Your task =>
Which of the lines below holds the string "segment"? Copy every line that does.
Data to process: Begin
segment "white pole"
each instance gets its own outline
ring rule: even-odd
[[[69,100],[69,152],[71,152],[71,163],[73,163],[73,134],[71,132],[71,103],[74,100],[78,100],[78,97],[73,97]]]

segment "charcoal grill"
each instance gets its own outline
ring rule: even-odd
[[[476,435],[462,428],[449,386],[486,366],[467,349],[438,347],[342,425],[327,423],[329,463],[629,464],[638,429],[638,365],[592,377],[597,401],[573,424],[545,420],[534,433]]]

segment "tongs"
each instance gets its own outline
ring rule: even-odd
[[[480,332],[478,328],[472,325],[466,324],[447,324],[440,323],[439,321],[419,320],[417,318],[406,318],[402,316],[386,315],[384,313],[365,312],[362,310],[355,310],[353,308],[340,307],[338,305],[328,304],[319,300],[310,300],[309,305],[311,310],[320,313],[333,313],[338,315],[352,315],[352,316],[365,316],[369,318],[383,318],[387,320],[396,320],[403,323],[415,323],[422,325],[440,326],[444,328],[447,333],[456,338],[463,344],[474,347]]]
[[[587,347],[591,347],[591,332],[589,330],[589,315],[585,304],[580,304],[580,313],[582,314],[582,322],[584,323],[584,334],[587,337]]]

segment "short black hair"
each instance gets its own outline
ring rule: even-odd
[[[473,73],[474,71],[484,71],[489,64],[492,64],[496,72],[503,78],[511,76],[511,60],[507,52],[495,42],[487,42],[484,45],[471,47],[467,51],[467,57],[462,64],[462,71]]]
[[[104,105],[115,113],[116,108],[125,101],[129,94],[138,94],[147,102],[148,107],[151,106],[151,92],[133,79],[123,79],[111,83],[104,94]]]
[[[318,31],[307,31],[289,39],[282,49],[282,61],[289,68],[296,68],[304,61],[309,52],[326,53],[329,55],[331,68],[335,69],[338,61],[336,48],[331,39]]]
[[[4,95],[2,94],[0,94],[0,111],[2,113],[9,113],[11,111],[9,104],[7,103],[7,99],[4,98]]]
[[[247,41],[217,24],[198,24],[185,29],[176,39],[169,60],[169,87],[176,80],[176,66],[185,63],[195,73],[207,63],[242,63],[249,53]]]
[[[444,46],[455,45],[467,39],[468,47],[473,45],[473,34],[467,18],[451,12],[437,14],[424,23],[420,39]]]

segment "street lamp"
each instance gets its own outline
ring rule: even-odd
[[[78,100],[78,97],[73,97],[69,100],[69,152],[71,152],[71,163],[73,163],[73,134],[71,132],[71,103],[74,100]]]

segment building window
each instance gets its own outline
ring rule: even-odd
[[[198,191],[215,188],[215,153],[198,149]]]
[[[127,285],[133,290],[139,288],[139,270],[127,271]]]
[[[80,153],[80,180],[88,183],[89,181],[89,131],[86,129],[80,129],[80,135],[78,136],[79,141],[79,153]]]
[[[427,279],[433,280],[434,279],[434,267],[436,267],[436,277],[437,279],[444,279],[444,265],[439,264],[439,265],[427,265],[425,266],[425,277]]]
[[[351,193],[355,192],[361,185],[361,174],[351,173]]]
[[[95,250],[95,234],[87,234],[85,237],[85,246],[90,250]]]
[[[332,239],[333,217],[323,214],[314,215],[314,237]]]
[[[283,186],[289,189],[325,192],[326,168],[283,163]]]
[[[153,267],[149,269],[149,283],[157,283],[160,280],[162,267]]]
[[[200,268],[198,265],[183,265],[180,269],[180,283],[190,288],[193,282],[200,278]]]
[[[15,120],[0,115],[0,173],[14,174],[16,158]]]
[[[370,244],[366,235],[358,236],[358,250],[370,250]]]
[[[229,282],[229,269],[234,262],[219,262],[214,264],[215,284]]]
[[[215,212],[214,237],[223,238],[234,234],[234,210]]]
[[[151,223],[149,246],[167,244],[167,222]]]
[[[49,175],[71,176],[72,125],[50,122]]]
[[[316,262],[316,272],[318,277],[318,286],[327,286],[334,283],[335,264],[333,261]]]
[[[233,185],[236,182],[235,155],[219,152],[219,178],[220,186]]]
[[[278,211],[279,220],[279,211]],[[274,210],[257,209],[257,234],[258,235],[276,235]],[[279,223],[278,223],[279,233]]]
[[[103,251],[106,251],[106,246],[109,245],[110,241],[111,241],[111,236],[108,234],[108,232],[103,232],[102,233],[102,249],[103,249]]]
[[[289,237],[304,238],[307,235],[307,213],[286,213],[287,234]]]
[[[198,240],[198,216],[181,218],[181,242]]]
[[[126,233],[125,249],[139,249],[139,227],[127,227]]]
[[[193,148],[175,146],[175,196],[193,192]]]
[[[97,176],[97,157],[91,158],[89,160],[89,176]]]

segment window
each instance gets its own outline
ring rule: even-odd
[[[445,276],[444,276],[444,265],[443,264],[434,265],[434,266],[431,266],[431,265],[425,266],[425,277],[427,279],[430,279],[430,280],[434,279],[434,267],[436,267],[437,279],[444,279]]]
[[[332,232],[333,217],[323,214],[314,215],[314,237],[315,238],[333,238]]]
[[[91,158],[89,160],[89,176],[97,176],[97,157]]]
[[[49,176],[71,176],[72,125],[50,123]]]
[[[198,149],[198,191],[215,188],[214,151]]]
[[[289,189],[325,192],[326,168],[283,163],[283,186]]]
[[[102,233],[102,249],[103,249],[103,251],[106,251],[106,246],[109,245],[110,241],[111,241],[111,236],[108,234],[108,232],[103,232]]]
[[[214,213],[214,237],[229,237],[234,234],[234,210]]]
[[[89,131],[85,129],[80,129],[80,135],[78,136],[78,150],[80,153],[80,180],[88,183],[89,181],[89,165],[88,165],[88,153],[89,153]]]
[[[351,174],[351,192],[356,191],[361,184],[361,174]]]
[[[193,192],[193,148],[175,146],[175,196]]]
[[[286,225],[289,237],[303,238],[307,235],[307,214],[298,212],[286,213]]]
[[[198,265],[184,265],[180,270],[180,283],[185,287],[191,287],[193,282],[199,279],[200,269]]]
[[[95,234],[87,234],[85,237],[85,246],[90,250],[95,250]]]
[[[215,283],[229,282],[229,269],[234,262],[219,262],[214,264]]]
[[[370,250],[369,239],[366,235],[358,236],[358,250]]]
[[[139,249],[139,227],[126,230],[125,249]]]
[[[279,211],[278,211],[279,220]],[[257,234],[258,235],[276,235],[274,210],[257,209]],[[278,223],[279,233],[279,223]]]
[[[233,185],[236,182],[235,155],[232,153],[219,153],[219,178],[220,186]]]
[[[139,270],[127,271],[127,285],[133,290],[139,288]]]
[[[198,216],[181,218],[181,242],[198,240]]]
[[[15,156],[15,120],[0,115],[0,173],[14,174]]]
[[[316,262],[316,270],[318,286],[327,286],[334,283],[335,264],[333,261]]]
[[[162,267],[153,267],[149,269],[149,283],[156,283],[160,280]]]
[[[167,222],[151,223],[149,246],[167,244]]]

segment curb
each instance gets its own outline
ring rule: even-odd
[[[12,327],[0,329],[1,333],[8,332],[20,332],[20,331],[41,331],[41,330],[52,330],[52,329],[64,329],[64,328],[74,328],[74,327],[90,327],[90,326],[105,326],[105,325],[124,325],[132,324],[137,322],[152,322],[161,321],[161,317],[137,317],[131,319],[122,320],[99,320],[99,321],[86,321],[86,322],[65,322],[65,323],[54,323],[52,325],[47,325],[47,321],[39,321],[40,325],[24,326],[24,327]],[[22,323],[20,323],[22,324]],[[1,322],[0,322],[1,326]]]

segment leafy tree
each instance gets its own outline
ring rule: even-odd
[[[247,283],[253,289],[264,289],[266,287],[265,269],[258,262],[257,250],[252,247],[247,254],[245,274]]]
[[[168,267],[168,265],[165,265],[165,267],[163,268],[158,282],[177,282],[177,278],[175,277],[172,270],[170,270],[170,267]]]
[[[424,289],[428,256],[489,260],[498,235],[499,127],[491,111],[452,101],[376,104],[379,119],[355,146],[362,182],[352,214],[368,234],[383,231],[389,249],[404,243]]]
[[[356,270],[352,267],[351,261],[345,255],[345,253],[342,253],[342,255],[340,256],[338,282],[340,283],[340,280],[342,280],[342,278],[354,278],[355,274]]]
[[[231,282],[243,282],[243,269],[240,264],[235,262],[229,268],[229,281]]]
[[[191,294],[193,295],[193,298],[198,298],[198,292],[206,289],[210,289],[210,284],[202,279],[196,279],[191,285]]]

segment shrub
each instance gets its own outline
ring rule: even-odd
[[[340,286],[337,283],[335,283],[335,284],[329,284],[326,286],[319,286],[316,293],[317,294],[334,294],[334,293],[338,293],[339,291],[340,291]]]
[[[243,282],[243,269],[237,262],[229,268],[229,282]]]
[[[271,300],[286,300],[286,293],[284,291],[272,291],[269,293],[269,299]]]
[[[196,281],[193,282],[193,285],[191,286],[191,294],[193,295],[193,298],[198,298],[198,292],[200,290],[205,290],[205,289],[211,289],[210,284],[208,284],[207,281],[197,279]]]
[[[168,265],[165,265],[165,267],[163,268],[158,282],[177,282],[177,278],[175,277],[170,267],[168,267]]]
Data to process: End
Problem solution =>
segment "white pole"
segment "charcoal grill"
segment "tongs"
segment "short black hair"
segment "street lamp"
segment building window
segment window
segment curb
segment leafy tree
segment shrub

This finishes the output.